引用文 =
スタッフエッセイ 2011年2月

歩くこと

前村よう子

いつの頃からだったか、歩くのが好きになった。ただひたすら歩くのではなく、知らない道や、ほんのちょっとだけ知っている道を自分の足で歩いて、頭の中に自分なりの地図を描くのが好きなのだ。

高校生の頃、とある冬休みにこんな宿題が出された。「自宅から半径8キロ以内の神社を探してレポートを書くこと」。早速地図を買って、自宅から半径8キロのラインを引いた。地図を見ているだけでウキウキしてきたのを覚えている。自転車で廻ることもできたが、なぜか私は歩いた。たぶん「ダイエットにもってこい」なんて浅はかにも思ったのだろう。

一日目は、道に迷ってしまい、神社をレポートするどころではなかった。地図を自宅に忘れてしまった上に、小学校卒業と共に引っ越し、遠く離れた私立中学までバス通学していた為か、自宅周辺の道は全く知らなかった。迷うのも当然だった。周りが暗くなった頃、バスの中からいつも見ていた建物まで辿り着くことができ、ようやく自分の位置を把握できた。

二日目は、前日の反省を活かし地図と水筒、方位磁石を手に出かけた。今の時代なら、携帯電話があれば、GPSで位置確認もできるし、地図を見ることもできるが、約30年前にはそんな便利なものはない。それでも地図も無い時代に未知の世界へ旅立った先人に比べれば恵まれていたのだなと思う。地図があるだけで、前日よりはるかにスムーズに神社巡りができた。

三日目、身体のあちこちが筋肉痛でガシガシだったが、身体は軽く、気持ちも軽く、何より地図に書いてある平面が、自分自身で歩いて確かめると全く異なったものに見えてきて、地図の上に立体が展開しているように見えてきたのが楽しかった。

課題について = 上の歩くことについてのエッセイから、「スタッフエッセイ 2011年2月」で始まり「て浅はかにも思ったのだろう。」までの部分を、一字も変えずに書き写してください。

収集資料 =
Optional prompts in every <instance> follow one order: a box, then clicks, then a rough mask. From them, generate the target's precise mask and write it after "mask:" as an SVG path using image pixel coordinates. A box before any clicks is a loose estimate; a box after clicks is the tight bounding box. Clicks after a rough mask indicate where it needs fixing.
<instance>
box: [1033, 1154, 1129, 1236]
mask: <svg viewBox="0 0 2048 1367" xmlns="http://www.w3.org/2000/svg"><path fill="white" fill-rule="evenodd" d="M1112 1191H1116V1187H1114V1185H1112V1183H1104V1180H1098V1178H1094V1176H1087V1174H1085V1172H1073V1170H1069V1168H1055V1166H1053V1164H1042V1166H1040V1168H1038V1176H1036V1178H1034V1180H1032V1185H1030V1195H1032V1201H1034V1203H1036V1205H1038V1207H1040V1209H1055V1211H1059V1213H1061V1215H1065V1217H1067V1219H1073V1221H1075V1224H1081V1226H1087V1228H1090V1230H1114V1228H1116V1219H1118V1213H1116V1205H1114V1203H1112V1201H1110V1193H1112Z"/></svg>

模範解答 =
スタッフエッセイ 2011年2月

歩くこと

前村よう子

いつの頃からだったか、歩くのが好きになった。ただひたすら歩くのではなく、知らない道や、ほんのちょっとだけ知っている道を自分の足で歩いて、頭の中に自分なりの地図を描くのが好きなのだ。

高校生の頃、とある冬休みにこんな宿題が出された。「自宅から半径8キロ以内の神社を探してレポートを書くこと」。早速地図を買って、自宅から半径8キロのラインを引いた。地図を見ているだけでウキウキしてきたのを覚えている。自転車で廻ることもできたが、なぜか私は歩いた。たぶん「ダイエットにもってこい」なんて浅はかにも思ったのだろう。